═══ ANGEZEIGTER TEXT ═══
​In diesem Jahr ist mir in der Vorbereitung zum Advent ein Lied zum liebsten geworden, das wohl zu den unbekanntesten Adventsliedern gehört, jedenfalls in keinem Einkaufscenter und nur auf seltenen Radiokanälen zu finden ist.
„O Heiland, reiß die Himmel auf!“ – Warum? Es fallen Worte darin wie „Herab vom Himmel lauf!“, „O Heiland, aus der Erde spring!“, „In Finsternis wir alle sind“, „Wo bleibst du Trost der ganzen Welt, darauf sie all ihr Hoffnung stellt? O komm, ach komm vom höchsten Saal!“, und „Hier leiden wir die größte Not!“
Alles prophetische Sehnsuchtsworte aus dem ersten Testament. Damals wie heute in einer in großen Teilen völlig perversen Welt…
Auch wenn wir sie selbst gerade nicht persönlich erleiden, aber diese Not nicht nur der Klima- und Wirtschaftskrise, sondern die Not der Kriege, des Hasses, des Terrors, der Folter, von Missbrauch und sexueller Belästigung, springt uns so gegenwärtig und präsent, widerwärtig und grausam an, dass wir sie selbst in unseren Gliedern und Seelen zu spüren beginnen.
═══ AUFGEFÜHRTE EINTRÄGE ═══
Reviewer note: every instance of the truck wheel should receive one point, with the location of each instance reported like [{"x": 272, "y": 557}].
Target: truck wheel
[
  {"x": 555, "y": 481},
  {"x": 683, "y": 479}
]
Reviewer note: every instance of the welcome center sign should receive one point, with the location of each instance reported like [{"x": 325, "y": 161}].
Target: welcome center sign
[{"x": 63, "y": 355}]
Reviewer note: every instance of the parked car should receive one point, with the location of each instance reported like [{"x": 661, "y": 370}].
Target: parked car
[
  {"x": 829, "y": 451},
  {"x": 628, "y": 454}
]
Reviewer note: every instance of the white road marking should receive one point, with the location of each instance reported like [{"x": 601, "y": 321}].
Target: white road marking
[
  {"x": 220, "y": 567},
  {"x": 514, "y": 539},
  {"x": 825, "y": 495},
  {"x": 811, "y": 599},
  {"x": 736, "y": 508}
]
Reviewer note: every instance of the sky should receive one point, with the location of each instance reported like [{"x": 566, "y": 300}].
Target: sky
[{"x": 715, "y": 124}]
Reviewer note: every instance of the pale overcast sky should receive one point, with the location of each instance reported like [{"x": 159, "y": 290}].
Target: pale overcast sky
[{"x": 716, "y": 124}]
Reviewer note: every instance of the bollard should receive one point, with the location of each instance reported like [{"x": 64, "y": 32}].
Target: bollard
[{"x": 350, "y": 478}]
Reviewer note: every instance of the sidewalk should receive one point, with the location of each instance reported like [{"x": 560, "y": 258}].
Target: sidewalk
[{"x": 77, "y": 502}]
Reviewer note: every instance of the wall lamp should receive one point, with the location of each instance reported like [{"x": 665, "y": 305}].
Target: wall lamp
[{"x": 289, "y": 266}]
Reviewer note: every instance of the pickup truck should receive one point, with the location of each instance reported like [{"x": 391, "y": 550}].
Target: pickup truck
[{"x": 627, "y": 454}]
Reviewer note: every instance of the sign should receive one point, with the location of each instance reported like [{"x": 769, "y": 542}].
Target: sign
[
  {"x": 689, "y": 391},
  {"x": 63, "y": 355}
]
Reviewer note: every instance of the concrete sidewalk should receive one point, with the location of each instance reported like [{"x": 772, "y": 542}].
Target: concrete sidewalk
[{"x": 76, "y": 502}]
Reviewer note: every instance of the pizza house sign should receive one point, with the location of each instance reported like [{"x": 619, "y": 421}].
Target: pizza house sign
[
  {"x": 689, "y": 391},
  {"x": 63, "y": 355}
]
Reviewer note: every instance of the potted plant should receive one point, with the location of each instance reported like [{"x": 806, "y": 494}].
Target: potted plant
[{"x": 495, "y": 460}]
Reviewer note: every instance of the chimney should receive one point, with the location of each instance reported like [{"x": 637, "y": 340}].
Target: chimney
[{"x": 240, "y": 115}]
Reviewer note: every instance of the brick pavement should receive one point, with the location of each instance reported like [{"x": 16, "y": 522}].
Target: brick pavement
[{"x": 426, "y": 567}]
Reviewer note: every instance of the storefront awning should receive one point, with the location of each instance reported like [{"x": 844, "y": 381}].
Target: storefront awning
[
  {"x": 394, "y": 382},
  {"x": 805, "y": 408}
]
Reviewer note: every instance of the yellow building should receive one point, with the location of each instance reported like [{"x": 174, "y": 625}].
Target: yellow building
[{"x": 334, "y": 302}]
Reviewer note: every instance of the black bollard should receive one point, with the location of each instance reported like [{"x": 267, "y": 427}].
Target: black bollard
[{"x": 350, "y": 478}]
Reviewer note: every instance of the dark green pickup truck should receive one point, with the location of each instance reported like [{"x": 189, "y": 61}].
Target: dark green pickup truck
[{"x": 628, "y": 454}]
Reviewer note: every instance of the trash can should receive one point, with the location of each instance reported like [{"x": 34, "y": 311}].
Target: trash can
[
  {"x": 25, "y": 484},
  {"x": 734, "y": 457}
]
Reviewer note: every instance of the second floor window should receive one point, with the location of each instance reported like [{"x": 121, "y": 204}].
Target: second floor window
═══
▸ WAS ZU TUN IST
#1 Benenne in den Datensätzen im Abschnitt von der Zeile mit „Reviewer note: every instance of the second“ bis zum Ende der Datensätze „second floor window“ in „upper floor window“ um. Gib nur diesen Abschnitt wieder, sonst unverändert.
#2 Schreib die Betrachtung zum Adventslied „O Heiland, reiß die Himmel auf“ im Anschluss an ihren letzten Satz weiter.

▸ ANTWORTEN JE AUFGABE
#1
Reviewer note: every instance of the upper floor window should receive one point, with the location of each instance reported like [{"x": 121, "y": 204}].
Target: upper floor window

#2
Friedrich von Spee schrieb dieses Lied. Als er lebte, war es auch eine Zeit voller Gewalt und Terror, der Krieg, der 30 Jahre währen sollte, begann. Es war eine Zeit der Verrohung der Moral, der Gewalt, der Verelendung, Pest und Tod gingen um. Im Namen Gottes wurde gefoltert und getötet.
Unsere Gegenwart ist wie ein Remake der Zeit im 17. Jahrhundert. Friedrich von Spee dichtete das Lied und zehn Jahre später rief und flehte er nicht nur mehr, sondern schrieb zudem sein entschiedenes Plädoyer über das Unrecht der Hexenprozesse und -verbrennungen die „Cautio Criminalis“, gegen das System von Folter und Wahn, Hass und Mord an Unschuldigen im Namen Gottes.
Wir sehnen uns in diesem Advent nach Gott, dem Heiland, der den Himmel aufreißt und kommt und dem ganzen Irrsinn ein Ende bereitet – wie auch immer. Ich sehne mich auch. Aber meinen Mund halte ich sicher auch nicht mehr. Adventliche Grüße!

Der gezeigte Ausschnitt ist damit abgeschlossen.